### Written exercise
Reproduce the lines below in full, substituting "poppy blossom" for each occurrence of "poppy flower" and leaving everything else unchanged.

Start of Given data

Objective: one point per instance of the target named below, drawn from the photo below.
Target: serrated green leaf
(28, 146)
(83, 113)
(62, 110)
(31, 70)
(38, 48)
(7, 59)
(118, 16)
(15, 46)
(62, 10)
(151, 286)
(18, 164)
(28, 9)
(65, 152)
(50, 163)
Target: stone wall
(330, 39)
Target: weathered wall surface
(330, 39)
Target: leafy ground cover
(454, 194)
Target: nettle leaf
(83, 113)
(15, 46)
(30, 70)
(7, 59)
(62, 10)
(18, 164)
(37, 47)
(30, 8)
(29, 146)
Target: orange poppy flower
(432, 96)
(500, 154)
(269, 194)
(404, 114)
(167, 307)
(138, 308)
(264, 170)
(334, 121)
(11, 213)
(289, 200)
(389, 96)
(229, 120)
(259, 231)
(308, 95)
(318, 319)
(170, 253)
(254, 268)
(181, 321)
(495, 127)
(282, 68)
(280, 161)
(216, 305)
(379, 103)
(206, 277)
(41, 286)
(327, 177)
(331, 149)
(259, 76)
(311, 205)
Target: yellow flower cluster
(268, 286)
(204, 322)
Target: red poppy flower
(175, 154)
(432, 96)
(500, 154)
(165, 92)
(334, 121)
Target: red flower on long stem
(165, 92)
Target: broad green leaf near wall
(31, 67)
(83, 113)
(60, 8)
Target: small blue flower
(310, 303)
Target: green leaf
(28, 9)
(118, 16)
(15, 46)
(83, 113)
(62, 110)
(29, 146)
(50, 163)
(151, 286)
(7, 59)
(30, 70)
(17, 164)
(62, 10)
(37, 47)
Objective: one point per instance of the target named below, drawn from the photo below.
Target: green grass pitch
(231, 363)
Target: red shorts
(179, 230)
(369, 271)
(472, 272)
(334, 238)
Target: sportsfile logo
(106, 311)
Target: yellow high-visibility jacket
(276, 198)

End of Given data

### Response to the exercise
Objective: one point per instance of the target named below, drawn from the photo below.
Target: serrated green leaf
(28, 146)
(83, 113)
(62, 110)
(31, 70)
(38, 48)
(7, 59)
(118, 16)
(15, 46)
(62, 10)
(151, 286)
(18, 164)
(28, 9)
(65, 152)
(50, 163)
Target: stone wall
(330, 39)
Target: weathered wall surface
(330, 39)
Target: leafy ground cover
(454, 194)
Target: nettle leaf
(83, 113)
(15, 46)
(30, 70)
(7, 59)
(62, 10)
(18, 164)
(37, 47)
(30, 8)
(29, 146)
Target: orange poppy blossom
(432, 96)
(500, 154)
(269, 194)
(404, 114)
(167, 307)
(138, 308)
(264, 170)
(334, 121)
(11, 213)
(289, 200)
(389, 96)
(229, 120)
(259, 231)
(308, 95)
(318, 319)
(170, 253)
(254, 268)
(181, 321)
(495, 127)
(282, 68)
(280, 161)
(216, 305)
(379, 103)
(206, 277)
(41, 286)
(327, 177)
(331, 149)
(259, 76)
(311, 205)
Target: yellow flower cluster
(268, 286)
(204, 322)
Target: red poppy blossom
(175, 154)
(432, 96)
(500, 154)
(165, 92)
(334, 121)
Target: red flower on long stem
(165, 92)
Target: broad green leaf near wall
(31, 67)
(83, 113)
(60, 8)
Target: small blue flower
(310, 303)
Target: green leaf
(28, 9)
(118, 16)
(15, 46)
(83, 113)
(62, 110)
(29, 146)
(50, 163)
(151, 286)
(7, 59)
(30, 70)
(17, 164)
(62, 10)
(37, 47)
Objective: one point per instance of the target named below, drawn from the photo below.
Target: green grass pitch
(231, 363)
Target: red shorts
(179, 230)
(369, 271)
(472, 272)
(334, 238)
Target: sportsfile logo
(106, 311)
Target: yellow high-visibility jacket
(276, 198)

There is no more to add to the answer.